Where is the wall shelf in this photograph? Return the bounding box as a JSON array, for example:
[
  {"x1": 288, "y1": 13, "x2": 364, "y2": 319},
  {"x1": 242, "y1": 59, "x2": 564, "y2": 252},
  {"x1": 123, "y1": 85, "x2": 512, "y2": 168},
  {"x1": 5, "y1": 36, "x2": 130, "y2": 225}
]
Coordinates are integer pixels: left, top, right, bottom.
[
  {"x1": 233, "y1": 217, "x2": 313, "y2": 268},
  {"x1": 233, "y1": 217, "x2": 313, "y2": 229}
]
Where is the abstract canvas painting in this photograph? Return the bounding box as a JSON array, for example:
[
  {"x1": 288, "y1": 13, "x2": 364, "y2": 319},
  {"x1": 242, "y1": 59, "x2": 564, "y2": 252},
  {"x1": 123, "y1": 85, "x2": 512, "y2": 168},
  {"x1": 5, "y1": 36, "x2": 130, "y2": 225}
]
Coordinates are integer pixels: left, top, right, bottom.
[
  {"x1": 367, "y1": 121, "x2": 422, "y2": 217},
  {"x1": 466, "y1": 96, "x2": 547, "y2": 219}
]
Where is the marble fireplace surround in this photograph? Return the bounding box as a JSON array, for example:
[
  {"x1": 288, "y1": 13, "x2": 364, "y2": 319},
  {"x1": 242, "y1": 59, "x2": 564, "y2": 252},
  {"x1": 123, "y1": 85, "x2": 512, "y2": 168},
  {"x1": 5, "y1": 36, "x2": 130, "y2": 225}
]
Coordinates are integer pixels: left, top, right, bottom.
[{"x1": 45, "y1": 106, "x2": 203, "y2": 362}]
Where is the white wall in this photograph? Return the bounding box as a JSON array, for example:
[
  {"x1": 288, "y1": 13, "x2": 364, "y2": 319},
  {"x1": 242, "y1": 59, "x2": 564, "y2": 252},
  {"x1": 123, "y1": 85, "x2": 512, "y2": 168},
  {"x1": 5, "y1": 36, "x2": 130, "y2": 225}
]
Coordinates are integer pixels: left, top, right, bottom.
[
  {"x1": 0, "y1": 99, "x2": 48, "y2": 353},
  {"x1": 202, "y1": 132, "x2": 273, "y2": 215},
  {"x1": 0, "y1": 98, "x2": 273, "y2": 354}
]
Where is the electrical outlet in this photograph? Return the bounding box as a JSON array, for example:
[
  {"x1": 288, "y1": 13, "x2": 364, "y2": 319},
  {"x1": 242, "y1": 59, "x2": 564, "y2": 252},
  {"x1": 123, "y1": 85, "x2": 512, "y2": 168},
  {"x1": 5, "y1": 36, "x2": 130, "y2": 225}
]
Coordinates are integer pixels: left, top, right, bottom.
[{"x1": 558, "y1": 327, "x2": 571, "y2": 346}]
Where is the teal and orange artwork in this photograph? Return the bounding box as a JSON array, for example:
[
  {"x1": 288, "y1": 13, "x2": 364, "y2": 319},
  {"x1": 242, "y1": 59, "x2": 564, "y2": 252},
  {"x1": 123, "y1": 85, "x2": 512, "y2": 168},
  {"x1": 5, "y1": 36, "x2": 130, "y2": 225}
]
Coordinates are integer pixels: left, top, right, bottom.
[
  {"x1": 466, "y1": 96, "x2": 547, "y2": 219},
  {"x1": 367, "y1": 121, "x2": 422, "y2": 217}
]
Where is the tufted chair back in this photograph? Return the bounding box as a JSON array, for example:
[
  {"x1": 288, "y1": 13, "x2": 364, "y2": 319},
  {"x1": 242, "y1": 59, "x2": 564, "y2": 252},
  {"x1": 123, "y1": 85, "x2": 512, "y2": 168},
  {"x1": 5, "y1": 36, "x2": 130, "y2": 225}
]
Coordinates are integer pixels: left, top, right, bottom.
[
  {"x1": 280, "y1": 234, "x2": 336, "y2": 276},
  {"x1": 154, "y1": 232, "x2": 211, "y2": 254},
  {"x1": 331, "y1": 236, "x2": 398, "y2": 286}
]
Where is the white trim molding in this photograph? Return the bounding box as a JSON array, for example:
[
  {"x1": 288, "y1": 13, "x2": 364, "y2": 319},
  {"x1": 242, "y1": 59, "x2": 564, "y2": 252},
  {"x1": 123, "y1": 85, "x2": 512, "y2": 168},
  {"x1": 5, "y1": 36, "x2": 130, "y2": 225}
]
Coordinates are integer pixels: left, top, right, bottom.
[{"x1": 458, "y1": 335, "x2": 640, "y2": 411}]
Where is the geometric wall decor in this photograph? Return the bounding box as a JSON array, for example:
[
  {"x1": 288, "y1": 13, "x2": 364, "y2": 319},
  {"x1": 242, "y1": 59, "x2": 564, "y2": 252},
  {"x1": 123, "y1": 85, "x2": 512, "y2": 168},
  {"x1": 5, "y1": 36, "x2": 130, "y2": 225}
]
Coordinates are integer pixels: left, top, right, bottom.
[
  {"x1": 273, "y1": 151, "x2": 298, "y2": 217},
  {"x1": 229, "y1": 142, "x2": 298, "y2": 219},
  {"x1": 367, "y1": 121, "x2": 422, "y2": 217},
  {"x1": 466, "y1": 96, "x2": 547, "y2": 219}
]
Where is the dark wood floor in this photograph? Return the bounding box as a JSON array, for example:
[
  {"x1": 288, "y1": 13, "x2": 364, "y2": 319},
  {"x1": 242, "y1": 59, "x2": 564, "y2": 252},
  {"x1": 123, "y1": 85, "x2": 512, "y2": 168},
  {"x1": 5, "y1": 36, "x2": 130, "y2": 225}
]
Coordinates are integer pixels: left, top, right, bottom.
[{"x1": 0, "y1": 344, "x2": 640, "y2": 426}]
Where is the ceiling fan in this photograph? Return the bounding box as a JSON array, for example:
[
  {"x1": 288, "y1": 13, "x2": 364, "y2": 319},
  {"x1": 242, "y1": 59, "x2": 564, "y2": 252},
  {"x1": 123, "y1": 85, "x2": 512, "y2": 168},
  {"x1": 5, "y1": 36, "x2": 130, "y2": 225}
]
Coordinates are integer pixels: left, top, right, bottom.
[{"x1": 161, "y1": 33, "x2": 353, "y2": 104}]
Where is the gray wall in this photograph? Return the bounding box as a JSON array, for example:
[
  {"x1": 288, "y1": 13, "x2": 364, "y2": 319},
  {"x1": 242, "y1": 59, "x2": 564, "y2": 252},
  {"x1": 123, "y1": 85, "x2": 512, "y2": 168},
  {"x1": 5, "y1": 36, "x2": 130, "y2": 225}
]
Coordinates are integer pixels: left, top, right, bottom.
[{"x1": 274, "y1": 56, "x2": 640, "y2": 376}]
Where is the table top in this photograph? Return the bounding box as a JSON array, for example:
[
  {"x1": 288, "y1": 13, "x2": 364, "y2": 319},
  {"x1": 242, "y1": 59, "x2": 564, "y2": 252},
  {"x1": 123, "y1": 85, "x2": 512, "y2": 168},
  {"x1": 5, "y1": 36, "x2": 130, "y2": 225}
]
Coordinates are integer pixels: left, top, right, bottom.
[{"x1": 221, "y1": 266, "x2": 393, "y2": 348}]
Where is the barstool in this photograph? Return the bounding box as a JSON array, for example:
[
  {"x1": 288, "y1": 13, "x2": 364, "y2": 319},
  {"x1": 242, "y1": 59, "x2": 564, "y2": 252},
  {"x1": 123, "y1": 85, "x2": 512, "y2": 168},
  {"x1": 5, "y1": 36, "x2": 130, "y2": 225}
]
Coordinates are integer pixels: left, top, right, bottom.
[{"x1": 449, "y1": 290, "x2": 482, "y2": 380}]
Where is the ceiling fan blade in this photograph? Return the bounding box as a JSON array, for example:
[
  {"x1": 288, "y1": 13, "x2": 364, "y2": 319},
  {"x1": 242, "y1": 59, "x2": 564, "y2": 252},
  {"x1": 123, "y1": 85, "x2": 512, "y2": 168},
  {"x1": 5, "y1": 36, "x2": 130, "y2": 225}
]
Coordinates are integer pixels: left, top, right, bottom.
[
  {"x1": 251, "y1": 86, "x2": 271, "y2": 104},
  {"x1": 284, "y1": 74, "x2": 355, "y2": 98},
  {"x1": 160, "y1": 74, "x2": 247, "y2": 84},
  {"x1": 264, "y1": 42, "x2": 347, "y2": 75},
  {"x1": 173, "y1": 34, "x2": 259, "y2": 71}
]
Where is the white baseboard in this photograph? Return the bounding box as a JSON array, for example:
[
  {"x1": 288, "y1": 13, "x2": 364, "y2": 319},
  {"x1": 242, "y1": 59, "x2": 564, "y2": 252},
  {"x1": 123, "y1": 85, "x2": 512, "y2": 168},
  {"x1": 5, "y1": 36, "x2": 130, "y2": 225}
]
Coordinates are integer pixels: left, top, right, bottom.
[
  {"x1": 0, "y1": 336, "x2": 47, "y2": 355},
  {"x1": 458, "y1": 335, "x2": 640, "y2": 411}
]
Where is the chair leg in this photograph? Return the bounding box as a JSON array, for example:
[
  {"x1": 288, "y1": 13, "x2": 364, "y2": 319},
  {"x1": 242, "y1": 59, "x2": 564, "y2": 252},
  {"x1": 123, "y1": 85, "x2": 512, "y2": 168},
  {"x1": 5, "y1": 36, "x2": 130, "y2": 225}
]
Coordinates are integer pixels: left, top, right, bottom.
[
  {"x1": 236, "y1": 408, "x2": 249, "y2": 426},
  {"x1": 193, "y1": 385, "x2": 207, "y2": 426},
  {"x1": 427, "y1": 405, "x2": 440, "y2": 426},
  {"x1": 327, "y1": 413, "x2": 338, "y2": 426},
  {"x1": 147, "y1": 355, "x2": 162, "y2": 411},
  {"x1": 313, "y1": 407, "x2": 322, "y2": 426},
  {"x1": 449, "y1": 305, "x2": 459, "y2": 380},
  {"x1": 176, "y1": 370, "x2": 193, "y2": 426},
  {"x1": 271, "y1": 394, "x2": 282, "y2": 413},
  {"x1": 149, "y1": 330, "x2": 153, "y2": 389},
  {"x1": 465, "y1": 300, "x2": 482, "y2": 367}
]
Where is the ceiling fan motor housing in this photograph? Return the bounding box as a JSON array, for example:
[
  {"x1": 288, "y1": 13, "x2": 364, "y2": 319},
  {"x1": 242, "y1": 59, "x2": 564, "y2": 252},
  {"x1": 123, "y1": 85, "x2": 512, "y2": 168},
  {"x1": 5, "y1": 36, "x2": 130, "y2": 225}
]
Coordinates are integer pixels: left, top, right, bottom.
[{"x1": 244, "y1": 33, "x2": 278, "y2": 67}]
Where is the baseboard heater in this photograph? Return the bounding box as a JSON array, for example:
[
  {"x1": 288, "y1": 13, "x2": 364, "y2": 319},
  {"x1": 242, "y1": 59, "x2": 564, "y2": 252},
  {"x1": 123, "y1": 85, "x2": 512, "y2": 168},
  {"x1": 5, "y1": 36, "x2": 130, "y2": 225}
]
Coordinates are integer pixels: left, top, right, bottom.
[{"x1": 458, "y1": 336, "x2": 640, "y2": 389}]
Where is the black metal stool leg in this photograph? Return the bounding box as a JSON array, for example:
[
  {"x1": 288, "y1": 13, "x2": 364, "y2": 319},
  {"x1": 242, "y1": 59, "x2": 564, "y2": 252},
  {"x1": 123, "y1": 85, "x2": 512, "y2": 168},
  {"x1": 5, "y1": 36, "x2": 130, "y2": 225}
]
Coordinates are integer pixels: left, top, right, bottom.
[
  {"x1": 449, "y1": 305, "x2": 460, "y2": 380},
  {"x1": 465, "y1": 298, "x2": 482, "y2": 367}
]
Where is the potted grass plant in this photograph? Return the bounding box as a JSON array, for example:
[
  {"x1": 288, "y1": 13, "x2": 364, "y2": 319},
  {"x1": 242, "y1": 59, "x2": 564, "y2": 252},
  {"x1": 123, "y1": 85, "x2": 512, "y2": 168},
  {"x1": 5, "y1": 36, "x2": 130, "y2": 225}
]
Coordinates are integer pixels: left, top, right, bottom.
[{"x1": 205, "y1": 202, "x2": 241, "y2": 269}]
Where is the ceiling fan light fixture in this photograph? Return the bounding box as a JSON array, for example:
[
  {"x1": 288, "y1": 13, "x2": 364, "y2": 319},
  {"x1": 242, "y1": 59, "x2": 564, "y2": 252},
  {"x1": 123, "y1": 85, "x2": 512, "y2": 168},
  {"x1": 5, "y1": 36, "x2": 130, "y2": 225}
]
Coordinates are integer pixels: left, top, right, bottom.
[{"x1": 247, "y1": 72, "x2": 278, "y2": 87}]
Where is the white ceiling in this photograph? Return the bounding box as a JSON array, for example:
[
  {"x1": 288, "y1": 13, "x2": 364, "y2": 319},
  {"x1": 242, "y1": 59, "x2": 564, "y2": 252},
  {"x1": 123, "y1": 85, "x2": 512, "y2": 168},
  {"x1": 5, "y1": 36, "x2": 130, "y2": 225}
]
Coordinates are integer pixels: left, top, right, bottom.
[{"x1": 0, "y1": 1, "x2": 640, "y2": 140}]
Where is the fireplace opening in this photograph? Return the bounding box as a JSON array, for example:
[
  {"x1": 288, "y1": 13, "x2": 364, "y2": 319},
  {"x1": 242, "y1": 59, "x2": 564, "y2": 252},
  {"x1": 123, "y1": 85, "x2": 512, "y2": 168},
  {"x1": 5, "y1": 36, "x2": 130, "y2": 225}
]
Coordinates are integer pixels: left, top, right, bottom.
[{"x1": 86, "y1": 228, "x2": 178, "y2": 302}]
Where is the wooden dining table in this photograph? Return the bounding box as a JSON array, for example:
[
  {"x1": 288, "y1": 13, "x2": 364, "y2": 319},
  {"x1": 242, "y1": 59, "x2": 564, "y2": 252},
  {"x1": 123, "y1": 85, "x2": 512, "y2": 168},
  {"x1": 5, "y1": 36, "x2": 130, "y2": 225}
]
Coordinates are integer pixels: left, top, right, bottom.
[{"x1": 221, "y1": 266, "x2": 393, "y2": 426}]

================

What is required:
State how many lines in the records above contain the word "ceiling", and give only the number.

Exercise response:
5